Testo |
La volta dovette impressionare talmente Legnanino che nel corso della sua carriera riprese queste figure più volte: la donna con il cesto ritorna nella Pala detta della Vittoria ovvero della Natività della Vergine (chiesa di San Massimo, Torino) nella figura sulla estrema sinistra questa volta abbigliata in maniera più consona ad un soggetto religioso. La donna che suona i cembali dell’estrema sinistra dell’affresco di Annibale torna molto simile in uno dei peducci degli affreschi di Palazzo Carignano. Il carro della Notte (purtroppo non ben leggibile a causa di uno stato conservativo non eccellente) dell’Appartamento detto di Mezzanotte nella ‘camera longa’ al pian terreno di Palazzo Carignano riprende l’Aurora Ludovisi del Guercino. Bisogna considerare che nell’Inventario dei beni del pittore sono citati due mazzi di stampe da 300 e 400 pezzi e di conseguenza non ci sorprenderemmo vi fossero le incisioni di Pasqualini dalla volta Ludovisi di Guercino (datate 1621) e quelle di Pietro Aquila dalla volta Farnese (datate 1670-1679).
Solo chi ha visto di persona l’affresco può tuttavia interpretarlo nel modo corretto e riproporlo con intelligenti variazioni iconografiche, ma mantenendo quell’effetto di movimento e di sfondato architettonico che rappresentano il vero dato interessante della composizione. Egli dovette trascorrere il suo tempo romano armato di fogli e lapis per disegnare dal vivo tutto ciò che potesse essere utile mescolando i suoi interessi tra gli autori classici, gli ardimentosi scorci di sotto in su di carattere scenografico e le novità più alla moda.
I lavori del Legnani una volta rientrato a Milano si estendono ben presto oltre i confini cittadini, è chiamato infatti a Novara e al Sacro Monte di Orta, a Lodi e a Monza. Il 1694 è però l’anno di svolta del pittore poiché è richiesto dalla corte torinese in cui viene messo alla prova con vaste superfici: egli lavora in contemporanea alla Cappella dei Banchieri e dei Mercanti (con la commissione di Padre Provana di Druent) e al Palazzo Provana di Druent (ora Palazzo Barolo). Su questi fondamentali lavori si preparava lo sfondo per il suo impegno più importante eseguito per i principi di Carignano. Si può al momento soltanto supporre che tramite lettere di raccomandazione dei Pepoli e dei Provana sia stato presentato a corte, tenendo presente che personalità legate al contesto felsineo ebbero un ruolo di primo piano nella commissione di questo lavoro, in particolare nella figura Ercole Agostino Berò con il suo programma predisposto per il salone del piano nobile (l’apparato iconografico è stato attuato però con riferimenti generici nell’appartamento meridionale a piano terra). Il palazzo fu costruito su disegno di Guarino Guarini e può essere considerato l’ultimo grande progetto prima della sua morte, mentre l’iniziativa della costruzione può datarsi negli anni settanta del Seicento da parte del principe (il palazzo fu terminato già nel 1684).

Consegne |
1 > Riassumi in un elenco puntato più breve il paragrafo del testo su Legnanino che comincia con «I lavori del Legnani una volta rientrato a Milano», conservandone i fatti principali.
2 > Prosegui il testo su Legnanino e Palazzo Carignano dopo la frase finale sulla costruzione del palazzo.

(Dati archiviati)
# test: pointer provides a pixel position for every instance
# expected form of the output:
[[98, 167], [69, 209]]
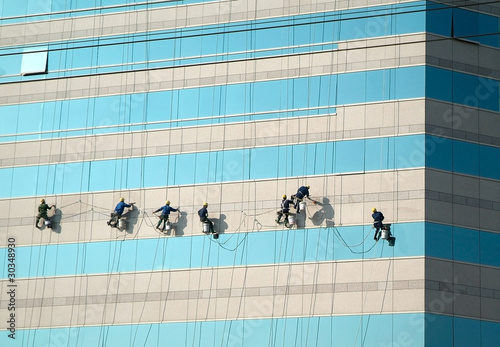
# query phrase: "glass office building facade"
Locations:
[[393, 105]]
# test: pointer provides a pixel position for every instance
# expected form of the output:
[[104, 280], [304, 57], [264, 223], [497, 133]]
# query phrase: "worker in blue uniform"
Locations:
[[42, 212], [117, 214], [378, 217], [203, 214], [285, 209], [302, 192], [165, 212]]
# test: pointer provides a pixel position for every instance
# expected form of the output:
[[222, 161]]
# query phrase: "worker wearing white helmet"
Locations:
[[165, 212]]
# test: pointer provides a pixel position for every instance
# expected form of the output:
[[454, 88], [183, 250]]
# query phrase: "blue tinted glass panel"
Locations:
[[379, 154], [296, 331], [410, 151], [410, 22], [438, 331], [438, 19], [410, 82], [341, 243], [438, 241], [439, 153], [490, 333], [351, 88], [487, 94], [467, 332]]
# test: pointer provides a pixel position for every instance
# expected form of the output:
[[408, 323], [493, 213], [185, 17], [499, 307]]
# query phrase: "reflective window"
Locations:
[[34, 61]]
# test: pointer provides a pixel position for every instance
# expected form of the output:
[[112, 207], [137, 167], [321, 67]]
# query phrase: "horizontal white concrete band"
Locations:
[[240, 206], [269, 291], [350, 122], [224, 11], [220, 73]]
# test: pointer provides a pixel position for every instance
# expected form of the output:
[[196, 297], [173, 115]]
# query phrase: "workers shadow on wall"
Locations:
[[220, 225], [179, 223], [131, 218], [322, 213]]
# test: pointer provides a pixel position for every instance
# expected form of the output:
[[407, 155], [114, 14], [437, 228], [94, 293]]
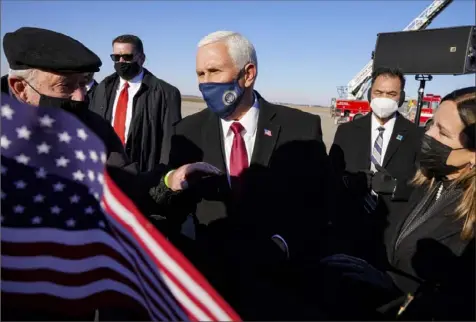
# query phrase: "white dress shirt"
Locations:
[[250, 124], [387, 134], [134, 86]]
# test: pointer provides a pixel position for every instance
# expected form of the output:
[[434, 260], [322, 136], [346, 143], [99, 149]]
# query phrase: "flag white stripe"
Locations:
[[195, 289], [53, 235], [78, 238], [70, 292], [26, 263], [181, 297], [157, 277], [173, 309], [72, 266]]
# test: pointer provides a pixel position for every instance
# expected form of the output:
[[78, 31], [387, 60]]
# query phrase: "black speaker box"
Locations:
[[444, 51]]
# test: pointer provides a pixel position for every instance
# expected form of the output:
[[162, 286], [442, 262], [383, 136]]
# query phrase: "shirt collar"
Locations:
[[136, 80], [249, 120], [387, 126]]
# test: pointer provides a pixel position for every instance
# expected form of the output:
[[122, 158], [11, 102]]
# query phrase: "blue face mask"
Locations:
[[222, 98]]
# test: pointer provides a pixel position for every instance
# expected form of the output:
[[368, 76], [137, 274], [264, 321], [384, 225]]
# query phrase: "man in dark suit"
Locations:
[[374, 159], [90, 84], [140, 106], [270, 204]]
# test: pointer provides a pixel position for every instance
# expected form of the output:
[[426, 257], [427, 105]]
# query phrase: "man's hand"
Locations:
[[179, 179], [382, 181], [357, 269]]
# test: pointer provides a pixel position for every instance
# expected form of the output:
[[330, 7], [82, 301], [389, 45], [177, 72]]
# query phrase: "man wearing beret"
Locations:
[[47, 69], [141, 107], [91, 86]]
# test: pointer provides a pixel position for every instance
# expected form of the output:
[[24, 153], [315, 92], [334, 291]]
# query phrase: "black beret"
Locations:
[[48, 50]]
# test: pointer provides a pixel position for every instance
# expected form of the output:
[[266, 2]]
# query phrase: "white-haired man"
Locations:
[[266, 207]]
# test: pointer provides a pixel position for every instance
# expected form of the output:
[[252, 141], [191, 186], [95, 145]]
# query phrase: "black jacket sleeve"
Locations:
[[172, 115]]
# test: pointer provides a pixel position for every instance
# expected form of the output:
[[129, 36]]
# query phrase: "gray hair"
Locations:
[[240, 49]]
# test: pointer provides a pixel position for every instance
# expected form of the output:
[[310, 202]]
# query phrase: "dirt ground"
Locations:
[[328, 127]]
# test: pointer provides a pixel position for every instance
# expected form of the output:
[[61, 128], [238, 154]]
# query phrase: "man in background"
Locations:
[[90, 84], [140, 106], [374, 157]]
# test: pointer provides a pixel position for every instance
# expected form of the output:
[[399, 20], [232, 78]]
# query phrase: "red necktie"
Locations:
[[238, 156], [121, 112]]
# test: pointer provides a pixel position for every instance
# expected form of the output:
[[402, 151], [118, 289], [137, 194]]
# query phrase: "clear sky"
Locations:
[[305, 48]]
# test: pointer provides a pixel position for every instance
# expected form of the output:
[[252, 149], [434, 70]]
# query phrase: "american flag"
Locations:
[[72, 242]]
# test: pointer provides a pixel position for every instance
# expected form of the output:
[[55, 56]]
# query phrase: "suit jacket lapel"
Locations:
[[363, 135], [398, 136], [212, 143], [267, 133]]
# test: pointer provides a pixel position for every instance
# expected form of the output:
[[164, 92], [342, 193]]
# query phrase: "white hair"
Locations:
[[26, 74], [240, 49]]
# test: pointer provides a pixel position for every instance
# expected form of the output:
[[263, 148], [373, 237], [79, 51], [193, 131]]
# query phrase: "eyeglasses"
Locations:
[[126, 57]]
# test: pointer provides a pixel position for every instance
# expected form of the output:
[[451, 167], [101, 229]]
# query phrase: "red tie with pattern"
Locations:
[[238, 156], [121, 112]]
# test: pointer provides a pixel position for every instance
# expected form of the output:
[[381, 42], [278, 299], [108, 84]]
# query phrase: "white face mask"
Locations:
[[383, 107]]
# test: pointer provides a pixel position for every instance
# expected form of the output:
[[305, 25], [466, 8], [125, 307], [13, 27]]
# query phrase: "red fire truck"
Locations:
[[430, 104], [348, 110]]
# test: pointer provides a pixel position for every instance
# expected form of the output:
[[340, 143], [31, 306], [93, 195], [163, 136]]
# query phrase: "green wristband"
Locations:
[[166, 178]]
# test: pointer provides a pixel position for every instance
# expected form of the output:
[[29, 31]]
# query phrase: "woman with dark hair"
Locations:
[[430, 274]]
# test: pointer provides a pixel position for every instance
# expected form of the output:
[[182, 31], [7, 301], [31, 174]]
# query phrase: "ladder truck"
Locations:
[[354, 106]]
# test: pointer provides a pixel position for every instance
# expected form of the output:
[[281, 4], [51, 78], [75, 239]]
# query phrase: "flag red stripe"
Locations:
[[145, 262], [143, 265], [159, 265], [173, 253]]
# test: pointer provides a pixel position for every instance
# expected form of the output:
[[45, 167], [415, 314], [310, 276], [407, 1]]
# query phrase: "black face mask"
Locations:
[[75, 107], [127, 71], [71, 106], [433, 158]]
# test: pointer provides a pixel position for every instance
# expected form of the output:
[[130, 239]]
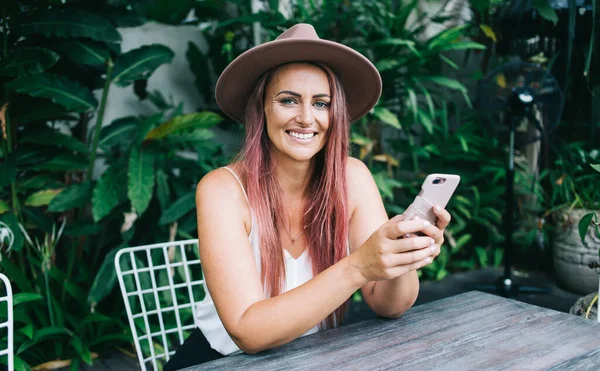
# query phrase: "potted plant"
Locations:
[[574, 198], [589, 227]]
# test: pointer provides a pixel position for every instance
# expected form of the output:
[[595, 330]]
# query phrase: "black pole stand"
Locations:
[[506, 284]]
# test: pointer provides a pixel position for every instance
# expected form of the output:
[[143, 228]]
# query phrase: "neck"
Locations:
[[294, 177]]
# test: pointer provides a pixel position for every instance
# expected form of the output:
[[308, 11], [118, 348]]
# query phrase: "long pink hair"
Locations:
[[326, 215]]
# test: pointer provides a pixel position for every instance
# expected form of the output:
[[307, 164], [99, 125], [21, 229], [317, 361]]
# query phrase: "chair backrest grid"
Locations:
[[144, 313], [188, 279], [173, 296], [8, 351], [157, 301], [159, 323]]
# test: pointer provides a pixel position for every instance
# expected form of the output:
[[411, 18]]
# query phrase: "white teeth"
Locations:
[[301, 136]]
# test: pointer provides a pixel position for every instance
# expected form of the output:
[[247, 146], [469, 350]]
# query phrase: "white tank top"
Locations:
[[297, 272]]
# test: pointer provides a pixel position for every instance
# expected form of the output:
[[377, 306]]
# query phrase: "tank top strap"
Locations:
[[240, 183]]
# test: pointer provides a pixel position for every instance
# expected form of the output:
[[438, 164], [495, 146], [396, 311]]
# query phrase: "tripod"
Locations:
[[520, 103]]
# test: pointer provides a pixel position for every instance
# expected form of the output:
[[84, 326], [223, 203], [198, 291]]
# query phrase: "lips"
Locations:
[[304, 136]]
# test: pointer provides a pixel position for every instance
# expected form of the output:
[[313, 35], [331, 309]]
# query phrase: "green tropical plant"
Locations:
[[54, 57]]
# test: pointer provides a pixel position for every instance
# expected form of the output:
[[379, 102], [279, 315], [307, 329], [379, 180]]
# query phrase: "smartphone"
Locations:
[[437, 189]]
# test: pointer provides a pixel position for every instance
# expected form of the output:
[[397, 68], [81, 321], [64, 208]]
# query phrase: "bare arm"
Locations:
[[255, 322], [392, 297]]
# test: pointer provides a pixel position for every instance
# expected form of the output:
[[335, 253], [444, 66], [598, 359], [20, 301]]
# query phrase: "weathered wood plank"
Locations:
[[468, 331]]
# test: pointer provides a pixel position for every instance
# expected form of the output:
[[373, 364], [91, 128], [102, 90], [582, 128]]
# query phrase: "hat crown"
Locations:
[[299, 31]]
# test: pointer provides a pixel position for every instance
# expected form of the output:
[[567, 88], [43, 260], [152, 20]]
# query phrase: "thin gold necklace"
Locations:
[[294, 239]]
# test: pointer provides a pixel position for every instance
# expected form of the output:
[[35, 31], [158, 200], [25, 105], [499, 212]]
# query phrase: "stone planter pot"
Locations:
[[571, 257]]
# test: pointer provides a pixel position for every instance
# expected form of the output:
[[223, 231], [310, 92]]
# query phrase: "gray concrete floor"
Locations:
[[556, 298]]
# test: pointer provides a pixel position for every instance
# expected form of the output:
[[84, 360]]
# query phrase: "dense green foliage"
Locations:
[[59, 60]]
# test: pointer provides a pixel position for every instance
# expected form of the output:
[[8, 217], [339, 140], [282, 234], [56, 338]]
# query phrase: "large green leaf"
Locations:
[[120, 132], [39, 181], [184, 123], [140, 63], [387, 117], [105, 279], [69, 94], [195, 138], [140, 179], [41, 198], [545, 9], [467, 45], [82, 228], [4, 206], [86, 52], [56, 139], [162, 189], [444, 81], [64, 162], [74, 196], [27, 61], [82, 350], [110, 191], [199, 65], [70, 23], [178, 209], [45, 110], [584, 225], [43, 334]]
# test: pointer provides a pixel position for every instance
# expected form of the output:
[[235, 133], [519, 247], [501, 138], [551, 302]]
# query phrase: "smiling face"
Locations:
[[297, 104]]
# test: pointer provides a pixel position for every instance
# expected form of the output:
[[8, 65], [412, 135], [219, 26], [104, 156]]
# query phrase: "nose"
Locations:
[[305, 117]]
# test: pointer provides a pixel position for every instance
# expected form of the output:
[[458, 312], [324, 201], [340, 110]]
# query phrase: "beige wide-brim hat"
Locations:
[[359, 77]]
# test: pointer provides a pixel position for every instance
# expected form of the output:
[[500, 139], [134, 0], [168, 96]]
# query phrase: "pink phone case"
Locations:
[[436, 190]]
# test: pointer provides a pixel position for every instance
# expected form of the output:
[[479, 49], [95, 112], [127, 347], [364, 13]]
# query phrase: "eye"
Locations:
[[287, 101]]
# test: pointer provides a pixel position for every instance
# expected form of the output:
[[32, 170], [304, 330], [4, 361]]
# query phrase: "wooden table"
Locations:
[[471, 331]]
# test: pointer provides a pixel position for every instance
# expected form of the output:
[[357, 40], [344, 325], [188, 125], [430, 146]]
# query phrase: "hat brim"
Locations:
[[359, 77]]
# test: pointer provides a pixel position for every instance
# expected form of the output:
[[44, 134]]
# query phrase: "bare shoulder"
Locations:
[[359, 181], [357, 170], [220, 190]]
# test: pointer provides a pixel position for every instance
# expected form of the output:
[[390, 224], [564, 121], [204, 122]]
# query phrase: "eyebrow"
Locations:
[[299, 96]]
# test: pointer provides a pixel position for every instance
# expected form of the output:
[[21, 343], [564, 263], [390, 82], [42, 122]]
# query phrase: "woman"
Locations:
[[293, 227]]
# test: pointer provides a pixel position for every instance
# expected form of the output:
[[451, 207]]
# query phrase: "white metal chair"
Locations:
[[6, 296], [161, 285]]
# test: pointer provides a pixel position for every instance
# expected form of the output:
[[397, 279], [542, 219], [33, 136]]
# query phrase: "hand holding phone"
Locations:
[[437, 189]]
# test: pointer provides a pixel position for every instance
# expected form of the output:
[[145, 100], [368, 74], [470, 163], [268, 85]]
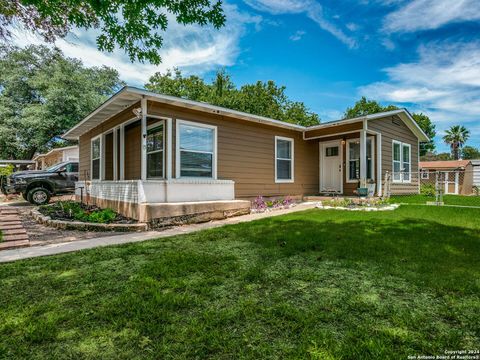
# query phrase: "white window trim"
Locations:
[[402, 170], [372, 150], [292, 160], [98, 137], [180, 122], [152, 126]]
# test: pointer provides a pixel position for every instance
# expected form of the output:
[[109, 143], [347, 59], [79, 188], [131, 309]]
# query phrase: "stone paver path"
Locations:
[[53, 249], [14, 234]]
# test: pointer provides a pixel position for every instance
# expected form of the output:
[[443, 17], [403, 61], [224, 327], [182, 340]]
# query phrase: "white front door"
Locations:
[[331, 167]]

Risultati attesi |
1 >
- Rientrato a Milano, il Legnani lavora presto anche fuori città: a Novara, al Sacro Monte di Orta, a Lodi e a Monza.
- Il 1694 segna la svolta. Chiamato dalla corte torinese, si misura con vaste superfici e lavora contemporaneamente alla Cappella dei Banchieri e dei Mercanti (su commissione di Padre Provana di Druent) e al Palazzo Provana di Druent, oggi Palazzo Barolo.
- Questi lavori preparano il suo impegno più importante, quello per i principi di Carignano.
- Che sia stato presentato a corte grazie a lettere di raccomandazione dei Pepoli e dei Provana resta per ora un'ipotesi. Personalità legate all'ambiente felsineo ebbero un ruolo di primo piano nella commissione, in particolare Ercole Agostino Berò. Il suo programma era destinato al salone del piano nobile, ma fu attuato con riferimenti generici nell'appartamento meridionale al piano terra.
- Palazzo Carignano fu costruito su disegno di Guarino Guarini ed è considerato il suo ultimo grande progetto prima della morte. L'iniziativa del principe risale agli anni settanta del Seicento e il palazzo fu terminato nel 1684.

2 >
Il principe Filiberto aveva avuto un’infanzia difficile: sordo, dovette imparare con metodi duri a leggere e scrivere in più lingue e a far valere sul campo le doti di cavaliere emergendo in molteplici campagne militari. Seppe resistere agli intrighi di corte e ai giochi di potere per la successione al trono sino a quando Vittorio Amedeo II non avesse avuto eredi. Nel 1682 il principe Tommaso aveva sposato una borghese francese e quindi a Torino era necessario trovare una sposa per Filiberto per assicurarsi che la linea ereditaria andasse ad una coppia di sangue nobile (Tommaso nel frattempo venne diseredato).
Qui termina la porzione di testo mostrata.